(Passage):
__________
When little was much


Lonnie High

With all the modern conveniences coming at us so fast – things like cell phones, the internet and online shopping – it seems to me we are losing the joy of physically interacting with people. 

When I go out to a restaurant, I see people looking at their phones instead of talking to each other. I’m sometimes guilty of doing it myself! This wealth of modern-day technical advances sometimes makes me remember fondly my growing-up days in the Grabeel community of Ozark County, when everything was so much simpler. Back then we didn’t have a lot, but we had each other.

Those were the days of no television and only an old, battery-operated radio we would all sit around together, intently listening to exciting stories such as “The Lone Ranger” and “The Squeaking Door,” among others. 

I also cherish the memories of the nights when we gathered around the supper table, talking and laughing and enjoying each other’s company. And I love to remember the music parties at our neighbors’ houses, along with pie suppers and wedding shower parties where the groom passed out cigars and cigarettes and the bride passed around a bowl of candy. The couple would sometimes be worried that they were going to be tossed in the creek or the farm pond – which was a custom sometimes practiced back then.

I remember going to one particular community party where there was lots of pies and cakes – and an old granite water bucket full of Kool Aid with a granite dipper to fill your glass. In my memory, I can still see one old gentleman standing by the bucket with a big plate of cake in one hand and, with the other, drinking out of the dipper with a big smile on his face, enjoying himself immensely. (I also remember how that sight immediately took away my desire for a glass of Kool Aid.)
__________
(Data block):
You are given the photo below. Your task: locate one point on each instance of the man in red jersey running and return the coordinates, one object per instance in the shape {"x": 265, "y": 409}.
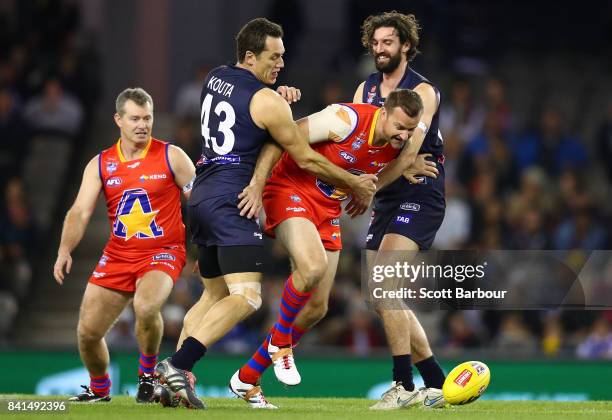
__________
(Set tasks):
1. Using the Grabeel essay, explain in one to three sentences what the writer says causes fond memories of growing up in the Grabeel community of Ozark County.
2. Answer these questions from the Grabeel essay:
(a) Which two radio stories does the writer name?
(b) What did the bride pass around at wedding shower parties?
(c) What held the Kool Aid at the community party the writer describes?
3. Please continue the Grabeel essay with the next paragraph, starting after the sentence about losing the desire for a glass of Kool Aid.

(Exercise responses):
1. The writer says that the "wealth of modern-day technical advances," such as cell phones, the internet and online shopping, sometimes brings back fond memories of a simpler childhood. The writer sees people in restaurants looking at their phones instead of talking to each other, and that loss of physical interaction makes the old days of having little but "each other" come to mind.

2.
(a) "The Lone Ranger" and "The Squeaking Door."
(b) A bowl of candy.
(c) An old granite water bucket, with a granite dipper to fill your glass.

3.
My mother belonged to a quilting club in our community when I was a boy. During the summer months, my friend and I would find out which house the quilters would be meeting at, and then, right at noon, we would magically show up. One of the ladies would say, “What are you boys doing here? Are you hungry?”

“Yes, we are! Glad you asked!” we would answer innocently.

“Well, you might as well come and eat, then,” the lady would say. 

The table would always be loaded with food. Usually Mom would see me and say, “What are you doing here?”

”Oh, we were just in the neighborhood,” I would say as I carried a big plate of food away from the table, a wide grin on my face. 

When I was growing up, my dad was a good friend of O’Dean Goodwyn, who owned the hardware store in Gainesville, and he finally talked Dad into buying a TV. It was big, heavy square box with a small screen. We could only get one channel. And since we were the first to own one in our community, friends and neighbors would come on Friday and Saturday nights to watch it. Saturday night wrestling was especially popular. I remember one elderly lady saying, “Look at their eyes. They almost look like real people!” Nobody could convince her the wrestlers were real.

“No!” she would insist. “They’re just drawings.”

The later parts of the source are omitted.